> What to work on
With the exception of the pictures, write out the data below precisely.

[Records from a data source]
-.-.-

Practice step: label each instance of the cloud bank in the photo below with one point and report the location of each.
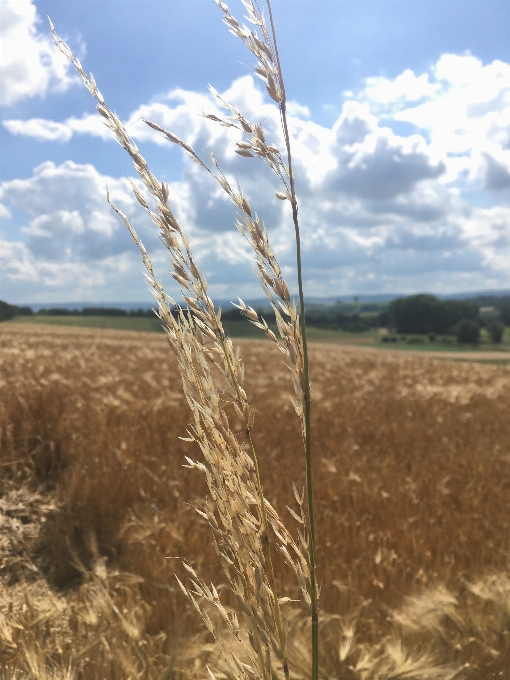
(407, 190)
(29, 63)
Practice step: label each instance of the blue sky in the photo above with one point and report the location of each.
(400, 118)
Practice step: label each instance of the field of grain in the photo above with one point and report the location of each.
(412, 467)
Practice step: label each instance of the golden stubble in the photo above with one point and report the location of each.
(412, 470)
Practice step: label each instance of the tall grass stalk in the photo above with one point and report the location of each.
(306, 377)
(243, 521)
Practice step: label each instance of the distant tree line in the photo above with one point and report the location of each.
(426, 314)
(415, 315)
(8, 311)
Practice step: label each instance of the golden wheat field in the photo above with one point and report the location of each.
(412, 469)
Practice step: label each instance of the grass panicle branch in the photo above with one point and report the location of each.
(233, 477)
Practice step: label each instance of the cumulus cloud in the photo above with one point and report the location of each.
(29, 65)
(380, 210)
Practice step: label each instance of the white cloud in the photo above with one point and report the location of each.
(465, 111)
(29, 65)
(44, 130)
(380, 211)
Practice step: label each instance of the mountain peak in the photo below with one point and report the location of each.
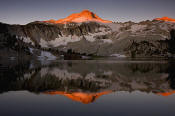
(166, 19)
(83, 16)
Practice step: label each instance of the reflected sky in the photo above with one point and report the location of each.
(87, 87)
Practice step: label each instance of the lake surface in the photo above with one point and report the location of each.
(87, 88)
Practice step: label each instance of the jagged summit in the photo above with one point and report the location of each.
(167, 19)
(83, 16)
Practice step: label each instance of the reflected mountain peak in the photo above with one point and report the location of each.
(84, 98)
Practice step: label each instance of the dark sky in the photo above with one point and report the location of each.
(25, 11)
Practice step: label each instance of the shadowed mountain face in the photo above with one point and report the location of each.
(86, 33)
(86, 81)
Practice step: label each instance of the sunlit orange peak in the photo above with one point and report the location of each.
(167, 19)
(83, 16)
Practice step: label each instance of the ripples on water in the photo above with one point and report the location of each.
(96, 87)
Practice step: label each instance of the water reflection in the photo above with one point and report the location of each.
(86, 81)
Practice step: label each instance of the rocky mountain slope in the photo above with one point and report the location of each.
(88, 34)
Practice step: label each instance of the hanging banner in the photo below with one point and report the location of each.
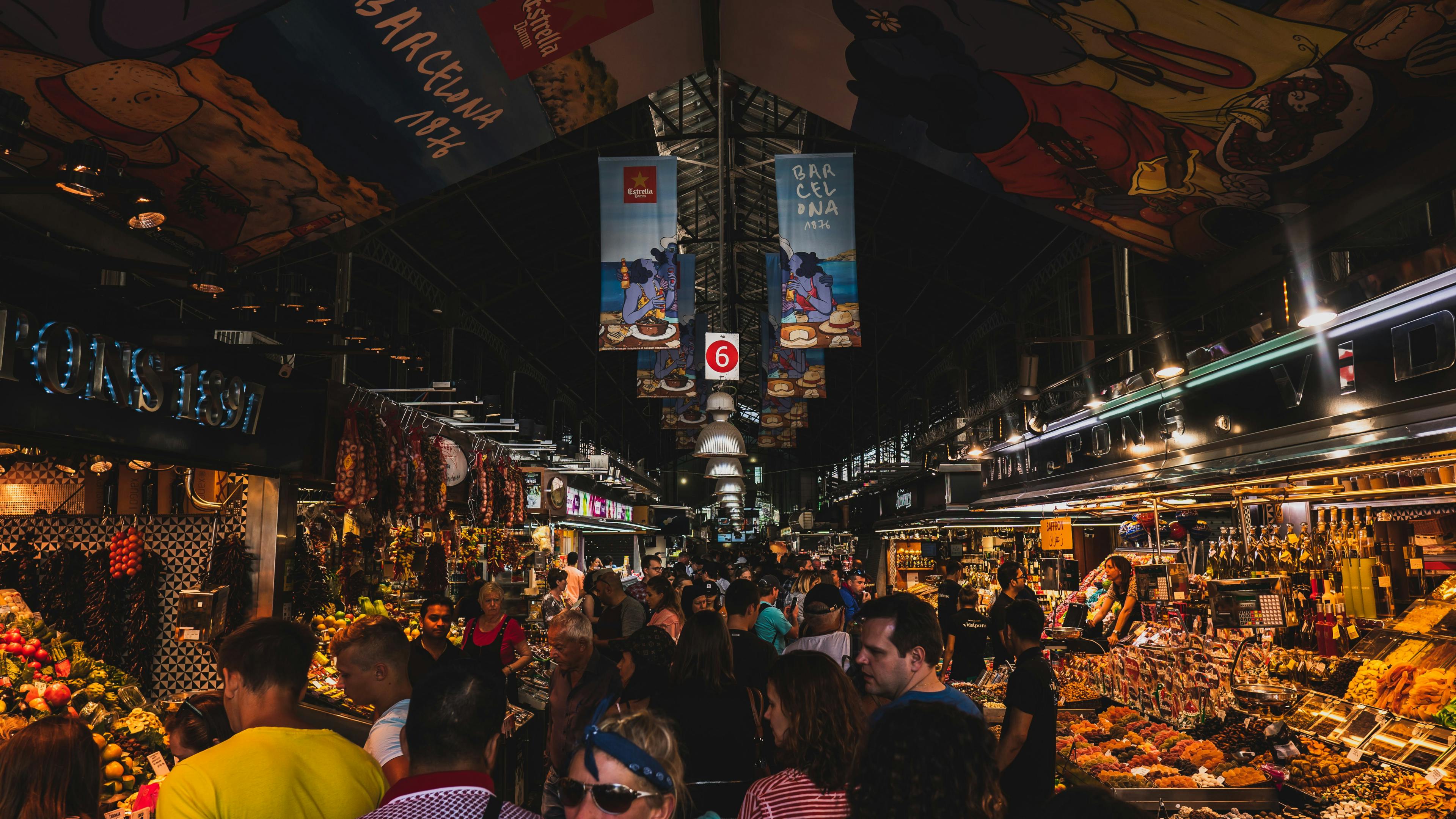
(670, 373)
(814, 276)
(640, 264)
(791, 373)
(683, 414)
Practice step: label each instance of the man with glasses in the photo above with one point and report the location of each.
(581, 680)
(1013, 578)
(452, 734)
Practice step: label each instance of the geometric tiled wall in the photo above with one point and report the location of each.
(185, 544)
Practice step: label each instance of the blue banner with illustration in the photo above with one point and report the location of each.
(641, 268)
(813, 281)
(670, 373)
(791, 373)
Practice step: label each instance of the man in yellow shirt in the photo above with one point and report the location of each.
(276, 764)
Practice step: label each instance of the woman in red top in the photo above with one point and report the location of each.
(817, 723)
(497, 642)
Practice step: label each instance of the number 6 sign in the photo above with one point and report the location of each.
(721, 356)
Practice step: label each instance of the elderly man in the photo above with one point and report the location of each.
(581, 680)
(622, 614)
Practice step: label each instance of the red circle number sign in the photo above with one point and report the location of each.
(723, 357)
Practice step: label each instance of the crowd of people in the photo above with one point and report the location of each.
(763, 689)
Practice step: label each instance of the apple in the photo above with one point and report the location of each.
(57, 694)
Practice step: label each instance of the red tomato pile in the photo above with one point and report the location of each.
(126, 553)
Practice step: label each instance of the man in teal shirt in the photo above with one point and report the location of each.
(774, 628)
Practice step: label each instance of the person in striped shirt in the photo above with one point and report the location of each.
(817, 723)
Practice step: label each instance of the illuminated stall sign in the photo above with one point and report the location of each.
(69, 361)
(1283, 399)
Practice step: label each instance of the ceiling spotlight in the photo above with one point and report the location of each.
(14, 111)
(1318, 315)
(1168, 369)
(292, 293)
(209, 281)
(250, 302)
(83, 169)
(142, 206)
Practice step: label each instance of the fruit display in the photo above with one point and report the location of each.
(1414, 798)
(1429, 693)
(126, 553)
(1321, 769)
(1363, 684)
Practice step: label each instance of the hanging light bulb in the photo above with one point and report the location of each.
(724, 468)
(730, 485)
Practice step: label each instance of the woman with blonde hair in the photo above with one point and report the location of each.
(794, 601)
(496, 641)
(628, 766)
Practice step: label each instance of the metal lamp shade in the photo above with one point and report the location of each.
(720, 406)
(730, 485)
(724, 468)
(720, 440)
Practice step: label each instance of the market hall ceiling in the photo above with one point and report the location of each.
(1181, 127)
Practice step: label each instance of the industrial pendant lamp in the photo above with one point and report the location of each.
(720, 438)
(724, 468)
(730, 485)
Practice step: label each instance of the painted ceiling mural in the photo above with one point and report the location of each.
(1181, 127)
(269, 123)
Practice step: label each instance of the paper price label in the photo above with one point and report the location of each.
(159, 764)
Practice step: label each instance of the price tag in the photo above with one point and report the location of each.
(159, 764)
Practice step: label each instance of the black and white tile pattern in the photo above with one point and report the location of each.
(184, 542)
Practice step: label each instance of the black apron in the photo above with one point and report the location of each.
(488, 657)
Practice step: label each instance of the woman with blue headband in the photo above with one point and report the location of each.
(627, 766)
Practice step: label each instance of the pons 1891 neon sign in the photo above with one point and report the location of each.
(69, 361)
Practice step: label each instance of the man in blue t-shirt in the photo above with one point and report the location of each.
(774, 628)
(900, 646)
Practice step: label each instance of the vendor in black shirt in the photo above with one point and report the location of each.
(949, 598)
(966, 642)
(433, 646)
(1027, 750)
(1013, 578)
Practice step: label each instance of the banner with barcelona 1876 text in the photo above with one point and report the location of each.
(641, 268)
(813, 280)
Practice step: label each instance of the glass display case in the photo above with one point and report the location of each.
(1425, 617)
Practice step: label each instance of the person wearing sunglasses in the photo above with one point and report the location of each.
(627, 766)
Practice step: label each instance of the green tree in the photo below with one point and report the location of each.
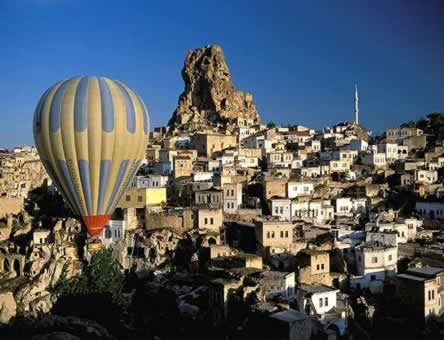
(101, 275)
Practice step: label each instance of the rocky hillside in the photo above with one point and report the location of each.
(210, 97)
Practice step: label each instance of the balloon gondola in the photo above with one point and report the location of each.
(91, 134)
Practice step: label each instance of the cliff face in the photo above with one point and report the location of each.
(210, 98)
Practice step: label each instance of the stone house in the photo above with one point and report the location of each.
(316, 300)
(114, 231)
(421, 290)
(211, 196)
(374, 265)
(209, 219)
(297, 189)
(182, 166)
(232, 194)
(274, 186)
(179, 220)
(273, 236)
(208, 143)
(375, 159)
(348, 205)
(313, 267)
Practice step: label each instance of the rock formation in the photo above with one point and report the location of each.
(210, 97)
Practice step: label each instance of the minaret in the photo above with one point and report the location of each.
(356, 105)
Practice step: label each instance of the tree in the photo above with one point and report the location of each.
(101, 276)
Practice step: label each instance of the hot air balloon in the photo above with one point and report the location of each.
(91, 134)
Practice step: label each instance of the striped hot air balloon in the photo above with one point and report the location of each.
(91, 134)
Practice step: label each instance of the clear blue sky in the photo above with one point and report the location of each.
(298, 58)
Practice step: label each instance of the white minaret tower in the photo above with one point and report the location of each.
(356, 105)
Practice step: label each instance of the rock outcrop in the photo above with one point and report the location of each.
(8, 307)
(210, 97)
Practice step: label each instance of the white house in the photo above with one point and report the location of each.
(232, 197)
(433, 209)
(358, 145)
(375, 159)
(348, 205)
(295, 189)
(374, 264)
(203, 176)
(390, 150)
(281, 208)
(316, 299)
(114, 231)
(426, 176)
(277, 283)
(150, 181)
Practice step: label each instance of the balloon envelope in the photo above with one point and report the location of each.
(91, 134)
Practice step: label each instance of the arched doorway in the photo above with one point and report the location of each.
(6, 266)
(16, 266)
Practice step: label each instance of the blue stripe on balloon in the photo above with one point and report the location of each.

-.-.-

> Solution
Practice step: label each instance of the cloud bank in the photo below with one point and report the location of each.
(407, 190)
(29, 63)
Practice step: label each instance of the blue sky in the photo above with one point and report the location of each.
(400, 118)
Practice step: label each instance of the field of grain in the photo above with one point and report the location of each.
(412, 467)
Practice step: label each instance of the golden stubble in the photo above with one point and report the location of each.
(412, 470)
Practice step: label each instance of the tall grass stalk in the photo above with one point and report the location of each.
(306, 377)
(243, 521)
Practice step: label each instance of the distant tree line in the photo above with one point and report the location of each.
(426, 314)
(415, 315)
(8, 311)
Practice step: label each instance of the golden wheat field in the photo above with one point and report the location of each.
(412, 469)
Practice step: label each instance of the grass panicle branch in the photo above with one point and report the location of each.
(233, 477)
Practice step: label each instance of the cumulus cloud in the photo above with one point and report the location of each.
(29, 65)
(380, 210)
Practice step: label each instance of the white cloud in the photo above with one point and report the location of each.
(465, 111)
(29, 65)
(44, 130)
(380, 211)
Practice step: label each instance of the mountain peak in the photo below with one point and report the location of each.
(166, 19)
(83, 16)
Practice step: label each instance of the reflected sky in the photo above with one point and report the location of each.
(87, 87)
Practice step: label each instance of the lake surface in the photo above with one point and report the location of each.
(87, 88)
Practice step: label each instance of the jagged summit in the photo above with one point and report the location of each.
(167, 19)
(83, 16)
Practice step: label each instance of the reflected mountain peak in the photo above with one point and report the location of each.
(84, 98)
Practice step: label each instance of the dark sky in the photo above with one point and report the location of each.
(25, 11)
Practice step: label each instance of the shadowed mountain face in the photo above with one point and report the location of each.
(86, 33)
(86, 81)
Practice step: label each instance of the sunlit orange peak in the photo above with one point and report the location of each.
(167, 19)
(83, 16)
Practice step: label each instance of the ripples on water in the photo above with one point and report the location of each.
(96, 87)
Practice step: label each instance of the water reflection in the photo above with one point and report the location of each.
(86, 81)
Practice step: label each instance of the rocky mountain slope in the photo above with one point and report the location of each.
(88, 34)
Practice step: label each instance of the hanging banner in the photo below with one point and report the location of each.
(670, 373)
(814, 276)
(640, 264)
(791, 373)
(683, 414)
Practice step: label each instance of the man with glasses in the photo above with one point and report the location of each.
(581, 680)
(1013, 578)
(452, 734)
Practice step: label each instance of the geometric tiled wall in the photo above with one point and report the location of each.
(185, 544)
Practice step: label each instance of the blue banner with illustration in the photo above with one point and report the location of each.
(641, 268)
(813, 281)
(670, 373)
(791, 373)
Practice step: label each instance of the man in yellow shirt in the photo above with one point and report the location of each.
(276, 764)
Practice step: label each instance of the woman in red top in the photo above with one point and report the location of each.
(817, 723)
(497, 642)
Practice step: label each instance of the number 6 sign in the photo above with one point and report the location of each.
(721, 356)
Practice step: label each instance of the elderly man in the photo above with one point and report the location of each.
(581, 680)
(622, 614)
Practice step: label each instance of the red circle number sign in the photo above with one point and report the location of each.
(723, 357)
Practice step: label each instance of the crowd of people in the photo above with one point and report the location of each.
(763, 689)
Practice step: label each instance of the apple in the photo above with one point and report the location of each.
(57, 694)
Practice step: label each instance of the red tomato pile in the photo above with one point and report the location of each.
(126, 553)
Practice step: label each instance of the man in teal shirt in the photo above with one point and report the location of each.
(774, 628)
Practice step: label each instance of the person in striped shirt in the photo above with one point and report the location of each.
(817, 723)
Practice step: label each instance of the illuminated stall sign in the photo above with one point and report the location of each.
(69, 361)
(1283, 399)
Practice step: label each instance of the ceiling spotlight in the photo above with one point and report the location of each.
(14, 111)
(1318, 315)
(1168, 369)
(292, 293)
(209, 281)
(250, 302)
(83, 169)
(142, 206)
Practice step: label each instance of the fruit display in the photo above with one point and report the location of each.
(1414, 798)
(1429, 693)
(126, 553)
(1321, 769)
(1363, 684)
Practice step: label each instance of the hanging light bulb in the photo above with one point and report the location of each.
(724, 468)
(730, 485)
Practice step: label each instance of the woman with blonde hair in the photo above with one point and report the location of each.
(794, 601)
(496, 641)
(628, 766)
Practice step: label each instance of the metal lamp shade in the photo above with one point and report the location of each.
(720, 406)
(730, 485)
(724, 468)
(720, 440)
Practice step: label each instance of the market hall ceiling in the photo above with one point and report the location of each.
(1181, 127)
Practice step: label each instance of the industrial pendant lamp in the photo above with one point and report the location of each.
(720, 438)
(724, 468)
(730, 485)
Practice step: label each instance of the painted ceiling mural in the photo above with one point and report the location of each.
(1181, 127)
(269, 123)
Practice step: label each instance of the paper price label in the photo above with one point and report the location of each.
(159, 764)
Practice step: label each instance of the price tag in the photo above with one point and report the location of each.
(159, 764)
Practice step: label each instance of the black and white tile pattern in the photo above with one point and report the location of each.
(184, 542)
Practice step: label each instance of the black apron in the photo above with one point and report the location of each.
(488, 657)
Practice step: label each instance of the woman with blue headband in the photo above with one point and report the location of each.
(627, 766)
Practice step: label each instance of the pons 1891 neon sign in the photo above with one point and report the location of each.
(69, 361)
Practice step: label each instance of the man in blue t-shirt in the photo above with one point and report the location of each.
(774, 628)
(900, 646)
Practice step: label each instance of the vendor in black shirt in the photo above with one point and report the location of each.
(949, 598)
(966, 642)
(433, 646)
(1027, 750)
(1013, 578)
Practice step: label each instance of the banner with barcelona 1876 text in the photo above with one point and report the location of each.
(641, 268)
(813, 280)
Practice step: label each instance of the glass display case in the photo above with one point and report the location of each.
(1425, 617)
Practice step: label each instance of the person wearing sunglasses in the photo above with one point and report the location of each.
(627, 766)
Practice step: label each instance of the green tree in the photo below with one point and report the location of each.
(101, 275)
Practice step: label each instance of the rocky hillside in the photo above with one point and report the location of each.
(210, 97)
Practice step: label each instance of the balloon gondola in the photo above with one point and report the location of each.
(91, 134)
Practice step: label each instance of the cliff face in the photo above with one point and report the location of each.
(210, 98)
Practice step: label each instance of the stone house in the photo above with one point and report the location of each.
(316, 300)
(114, 231)
(421, 290)
(211, 196)
(374, 265)
(209, 219)
(297, 189)
(182, 166)
(232, 194)
(274, 186)
(179, 220)
(273, 236)
(208, 143)
(375, 159)
(348, 205)
(313, 267)
Practice step: label each instance of the rock formation in the photo above with one point and report the location of each.
(210, 97)
Practice step: label each instance of the minaret in the photo above with one point and report the location of each.
(356, 105)
Practice step: label each instance of the tree in the photo above with one point and report the location of each.
(101, 276)
Practice step: label each instance of the hot air balloon in the photo above with one point and report the location of each.
(91, 134)
Practice step: label each instance of the striped hot air balloon in the photo above with one point and report the location of each.
(91, 134)
Practice step: label each instance of the clear blue sky in the photo above with one point and report the location of each.
(298, 58)
Practice step: label each instance of the white minaret tower in the photo above with one point and report the location of each.
(356, 105)
Practice step: label each instance of the rock outcrop in the photo above with one point and report the location of each.
(8, 307)
(210, 97)
Practice step: label each instance of the white house in the photo above with one point and report the location of each.
(232, 197)
(433, 209)
(358, 145)
(375, 159)
(348, 205)
(295, 189)
(374, 264)
(203, 176)
(390, 150)
(281, 208)
(316, 299)
(114, 231)
(426, 176)
(277, 283)
(150, 181)
Practice step: label each instance of the balloon envelope in the photo above with one point and report the location of each.
(91, 134)
Practice step: label each instance of the arched doorway in the photo above with one point and report the location of each.
(6, 266)
(16, 266)
Practice step: label each instance of the blue stripe on balloon in the photo above with one point and report the location of each.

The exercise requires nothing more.